Dataset excerpt

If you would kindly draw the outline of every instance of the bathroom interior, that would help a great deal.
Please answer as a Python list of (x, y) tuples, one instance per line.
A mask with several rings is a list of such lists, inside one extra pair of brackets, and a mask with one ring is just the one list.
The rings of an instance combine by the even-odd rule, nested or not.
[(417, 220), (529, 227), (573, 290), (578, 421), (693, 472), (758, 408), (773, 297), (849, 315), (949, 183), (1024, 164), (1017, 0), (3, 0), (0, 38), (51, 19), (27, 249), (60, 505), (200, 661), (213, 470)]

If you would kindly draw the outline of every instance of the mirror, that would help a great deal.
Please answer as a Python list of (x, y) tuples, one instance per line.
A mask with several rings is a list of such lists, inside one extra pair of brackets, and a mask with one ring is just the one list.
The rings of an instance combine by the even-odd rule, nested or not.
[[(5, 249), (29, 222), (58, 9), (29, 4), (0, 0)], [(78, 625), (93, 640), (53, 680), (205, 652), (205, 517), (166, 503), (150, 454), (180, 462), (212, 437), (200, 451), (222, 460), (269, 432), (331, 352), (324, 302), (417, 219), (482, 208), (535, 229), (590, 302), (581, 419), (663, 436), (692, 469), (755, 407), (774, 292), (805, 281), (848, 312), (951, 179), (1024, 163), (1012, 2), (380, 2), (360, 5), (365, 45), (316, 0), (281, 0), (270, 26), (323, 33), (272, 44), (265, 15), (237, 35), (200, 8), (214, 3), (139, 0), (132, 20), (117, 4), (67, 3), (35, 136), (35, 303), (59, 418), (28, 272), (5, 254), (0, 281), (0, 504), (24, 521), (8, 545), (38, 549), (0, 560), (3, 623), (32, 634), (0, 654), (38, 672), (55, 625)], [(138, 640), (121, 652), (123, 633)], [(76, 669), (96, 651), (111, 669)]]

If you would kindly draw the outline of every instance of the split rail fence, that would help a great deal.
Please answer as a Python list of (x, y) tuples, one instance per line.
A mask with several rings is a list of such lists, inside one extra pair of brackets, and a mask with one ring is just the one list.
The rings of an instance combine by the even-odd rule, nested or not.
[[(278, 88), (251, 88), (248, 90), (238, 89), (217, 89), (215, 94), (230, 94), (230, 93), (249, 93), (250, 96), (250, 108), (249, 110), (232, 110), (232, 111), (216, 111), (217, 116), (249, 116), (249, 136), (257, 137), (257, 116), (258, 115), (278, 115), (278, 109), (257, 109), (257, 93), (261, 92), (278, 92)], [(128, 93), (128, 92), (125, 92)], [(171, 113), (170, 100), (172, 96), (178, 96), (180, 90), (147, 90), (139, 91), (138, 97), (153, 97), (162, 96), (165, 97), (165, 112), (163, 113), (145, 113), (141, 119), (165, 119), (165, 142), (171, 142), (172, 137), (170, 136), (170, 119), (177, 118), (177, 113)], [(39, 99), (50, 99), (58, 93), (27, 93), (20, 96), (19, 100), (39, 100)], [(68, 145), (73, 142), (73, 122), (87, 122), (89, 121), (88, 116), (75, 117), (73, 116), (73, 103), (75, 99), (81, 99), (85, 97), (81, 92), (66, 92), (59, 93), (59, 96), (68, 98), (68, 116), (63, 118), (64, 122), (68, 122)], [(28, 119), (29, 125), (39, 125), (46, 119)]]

• [GOAL]: Write out all the items above again, substituting "contour" for every occurrence of "outline" and leaving the rest unchanged.

• [RESPONSE]:
If you would kindly draw the contour of every instance of the bathroom interior, that would help a great deal.
Please answer as a Python list of (x, y) tuples, one instance per line.
A mask with several rings is a list of such lists, inside one extra pair of brackets, and a mask with one ring is just the one list.
The rings of an instance combine by the even-odd rule, nested or not.
[(417, 220), (529, 227), (573, 290), (578, 421), (693, 472), (758, 408), (773, 297), (849, 315), (949, 183), (1024, 164), (1017, 0), (3, 0), (0, 38), (51, 19), (27, 249), (60, 505), (200, 661), (213, 470)]

If you would kindly draw the contour of every instance of the mirror, that would help a great deal.
Please answer as a Python list of (x, y) tuples, one instance per line.
A mask with several rings is a list of such lists, inside one extra pair of brackets, and a mask with one ring is just the one list.
The rings of an instance combine by the even-odd rule, nested or not.
[[(5, 249), (29, 222), (58, 9), (29, 4), (0, 0)], [(78, 625), (93, 640), (53, 680), (205, 652), (205, 517), (166, 503), (150, 454), (180, 462), (212, 437), (200, 451), (222, 460), (269, 432), (331, 352), (324, 302), (417, 219), (482, 208), (535, 229), (590, 302), (581, 419), (663, 436), (692, 469), (755, 407), (774, 292), (805, 281), (848, 312), (951, 179), (1024, 163), (1012, 2), (380, 2), (360, 5), (365, 45), (316, 0), (281, 0), (270, 26), (323, 33), (272, 44), (265, 15), (237, 35), (200, 8), (214, 3), (139, 0), (132, 20), (117, 4), (67, 3), (35, 136), (35, 303), (59, 418), (28, 272), (5, 254), (0, 281), (0, 504), (24, 521), (8, 545), (38, 549), (0, 560), (3, 623), (32, 634), (0, 654), (38, 672), (55, 625)], [(138, 640), (121, 652), (123, 633)], [(76, 669), (96, 651), (111, 669)]]

If you would kindly draw the contour of every instance of the split rail fence, that would help a great deal.
Please answer as a Python list of (x, y) tuples, one instance per line.
A mask with several rings is a list of such lists, inside one extra pair of brackets, and a mask with one ring is just the one list.
The rings of an instance combine by the even-odd rule, nested or not.
[[(278, 88), (251, 88), (248, 90), (238, 89), (217, 89), (215, 94), (230, 94), (230, 93), (249, 93), (250, 96), (250, 108), (249, 110), (232, 110), (232, 111), (216, 111), (217, 116), (249, 116), (249, 136), (257, 137), (257, 116), (258, 115), (278, 115), (278, 109), (257, 109), (257, 93), (261, 92), (278, 92)], [(128, 93), (128, 92), (125, 92)], [(171, 113), (170, 100), (172, 96), (178, 96), (180, 90), (147, 90), (139, 91), (138, 97), (153, 97), (162, 96), (165, 97), (165, 112), (163, 113), (145, 113), (141, 119), (165, 119), (165, 142), (171, 142), (172, 137), (170, 136), (170, 119), (177, 118), (177, 113)], [(39, 99), (50, 99), (58, 93), (27, 93), (20, 96), (19, 100), (39, 100)], [(68, 145), (73, 142), (73, 122), (87, 122), (89, 121), (88, 116), (75, 117), (73, 116), (73, 103), (75, 99), (81, 99), (85, 97), (81, 92), (66, 92), (59, 93), (59, 96), (68, 98), (68, 116), (63, 118), (64, 122), (68, 122)], [(28, 119), (29, 125), (39, 125), (46, 119)]]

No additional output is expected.